Nutritional needs for food allergies

The prognosis for pets with food allergy is very good. Food allergy itself cannot be cured, but clinical symptoms can be prevented by avoidance of the ingredients to which the patient shows an adverse reaction.  There are two types of diets with low allergenicity: diets that use uncommon, or ‘novel’, ingredients and diets that use hydrolysed proteins.

The efficacy of hypoallergenic diets based on uncommon or novel  ingredients relies on the fact that immunologically based reactions to food components (primarily IgE related Type I reactions) will only take place if the pet has been exposed to the allergen before, so that its immune system is triggered to react to the food allergen at a later exposure. The composition of the ideal hypoallergenic diet depends primarily on the ingredients that the individual cat or dog has been exposed to during its life. Finding a diet with ingredients the patient has never eaten can be difficult, especially with the growing number of pet foods that include exotic protein sources. An exhaustive diet history should be obtained and evaluated including all the products the patient has been consuming during his live and the ingredients included in composed products.

Commercial or homemade nutrition based on novel ingredients can be used for management of adverse food reactions. Some authors prefer home-made diets, especially for use as eliminations diet, since these do not contains food additives (suggested as possible cause of adverse reactions) or components produced during processing at high temperatures. On the other hand, homemade diets can be expensive and time-consuming to prepare, or may induce constipation or diarrhoea. A major disadvantage is that most homemade diets for initial management of dogs and cats with suspected adverse food reactions are not nutritionally complete diets and can therefore not be used for growing animals or for long-term use.

■ TASK REQUIREMENTS:
a) In the passage on food allergy diets, what does the composition of the ideal hypoallergenic diet mainly depend on?
b) Extend the passage on food allergy diets, starting after its last sentence.
You won't need the listing.

Records from a data source

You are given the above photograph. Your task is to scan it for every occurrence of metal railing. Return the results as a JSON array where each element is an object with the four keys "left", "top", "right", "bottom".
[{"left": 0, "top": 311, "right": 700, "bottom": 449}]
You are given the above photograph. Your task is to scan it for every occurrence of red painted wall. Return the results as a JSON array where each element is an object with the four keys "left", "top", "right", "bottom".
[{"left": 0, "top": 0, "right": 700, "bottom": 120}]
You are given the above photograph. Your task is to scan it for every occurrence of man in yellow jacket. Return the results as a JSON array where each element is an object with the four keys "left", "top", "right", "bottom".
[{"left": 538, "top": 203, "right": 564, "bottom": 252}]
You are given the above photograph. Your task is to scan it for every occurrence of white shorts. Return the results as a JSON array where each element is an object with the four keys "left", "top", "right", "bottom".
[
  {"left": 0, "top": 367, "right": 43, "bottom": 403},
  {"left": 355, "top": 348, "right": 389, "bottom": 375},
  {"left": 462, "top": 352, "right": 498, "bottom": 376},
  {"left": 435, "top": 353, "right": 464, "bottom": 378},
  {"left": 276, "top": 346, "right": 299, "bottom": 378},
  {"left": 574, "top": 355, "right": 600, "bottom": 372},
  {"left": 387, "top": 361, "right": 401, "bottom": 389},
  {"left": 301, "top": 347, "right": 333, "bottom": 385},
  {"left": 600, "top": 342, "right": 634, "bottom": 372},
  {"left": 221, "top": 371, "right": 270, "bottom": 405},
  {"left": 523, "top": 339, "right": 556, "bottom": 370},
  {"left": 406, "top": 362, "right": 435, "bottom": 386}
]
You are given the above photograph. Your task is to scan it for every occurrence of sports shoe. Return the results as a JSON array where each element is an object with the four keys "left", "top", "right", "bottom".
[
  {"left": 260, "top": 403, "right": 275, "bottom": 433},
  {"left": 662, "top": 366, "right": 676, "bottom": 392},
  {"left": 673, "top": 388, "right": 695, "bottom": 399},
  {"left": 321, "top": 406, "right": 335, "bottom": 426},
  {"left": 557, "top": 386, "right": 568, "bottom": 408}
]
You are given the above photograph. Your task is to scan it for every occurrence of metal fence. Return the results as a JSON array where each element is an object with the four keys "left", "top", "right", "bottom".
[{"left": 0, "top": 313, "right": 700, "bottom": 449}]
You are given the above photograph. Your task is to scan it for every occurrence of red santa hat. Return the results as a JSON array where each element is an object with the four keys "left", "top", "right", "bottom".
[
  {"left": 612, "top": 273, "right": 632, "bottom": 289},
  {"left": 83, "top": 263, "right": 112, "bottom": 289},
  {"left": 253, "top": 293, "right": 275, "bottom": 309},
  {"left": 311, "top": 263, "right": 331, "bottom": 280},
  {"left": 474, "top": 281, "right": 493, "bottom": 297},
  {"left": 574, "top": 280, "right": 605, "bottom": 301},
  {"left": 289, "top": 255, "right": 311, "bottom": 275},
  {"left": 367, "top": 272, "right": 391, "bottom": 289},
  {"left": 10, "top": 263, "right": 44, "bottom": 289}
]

■ ANSWERS BY TASK:
a) Mainly on the ingredients the individual cat or dog has been exposed to during its life.

b)
There are several commercial veterinary therapeutic hypoallergenic diets available in the market, which are nutritionally complete and balanced and more convenient to use. Although not one commercial diet will be effective in all patients, many of them have been tested to demonstrate its efficacy. Over the counter foods with uncommon ingredients should be avoided, since some of them may contain multiple protein sources and include traces of common pet food proteins not mentioned on the label.

Immunological reactions to food components are usually against glycoproteins, commonly ranging in size from 10 to 40 kilodalton. Enzymatic hydrolysation of protein into small peptide fragments will reduce its allergenicity, because offending epitopes will be broken down, so that they will not bind to IgE receptors on the mast cell surface. Furthermore, mast cell activation requires cross-linking of two or more IgE molecules bound to IgE receptors on the mast cell. This means that the allergen must be large enough to bind to two IgE receptors. This size has been defined in human medicine as above 10 kD, but there are no data for dogs or cats.

There are several commercial therapeutic diets based on hydrolysed protein available. These diets provide a good option when the patient has been exposed to multiple protein sources or the diet history is incomplete. Studies have shown that commercial diets based on hydrolysed protein are effective in the control of clinical signs in the majority of cats and dogs with food allergy. Just as for commercial hypoallergenic diets based on novel protein, one diet based on hydrolysed protein will not be effective in all patients with food allergy. A small percentage of animals can react to the hydrolysate32 or other ingredients in the diet (carbohydrate or fat sources, additives, new antigens created during processing). Commercial veterinary therapeutic diets based on hydrolysed proteins are complete and balanced diets, so they allow long-term feeding of cats and dogs with food allergy.

How nutrition can support atopic dermatitis

Dog and cat epidermis has important role to prevent transepidermal water loss and to protect the body from potentially damaging environmental effects such as contact with allergens, irritants, toxins and physical trauma. Especially the stratum corneum, composed of flattened cells in a lipid matrix, is important for the epidermal barrier function. There is increasing evidence that impaired skin barrier and associated susceptibility to invasion by environmental allergens plays a role in canine atopic dermatitis. Atopic dogs have an abnormal and incomplete structure of the lamellar lipids and a reduced lipid content in the stratum corneum. Fatty acid supplementation improved the compromised lipid skin barrier in dogs with atopic dermatitis. Also oral supplementation with a combination of pantothenate, choline, nicotinamide, histidine and inositol improved skin barrier function, as measured by reduced transepidermal water loss.

Linoleic acid (LA) is the parent fatty acid of the omega-6 group and alpha linolenic acid (ALA) of the omega-3 group.

Vegetable oils like sunflower oil and safflower oil are a rich source of LA, and ALA is present in linseed or flaxseed oil.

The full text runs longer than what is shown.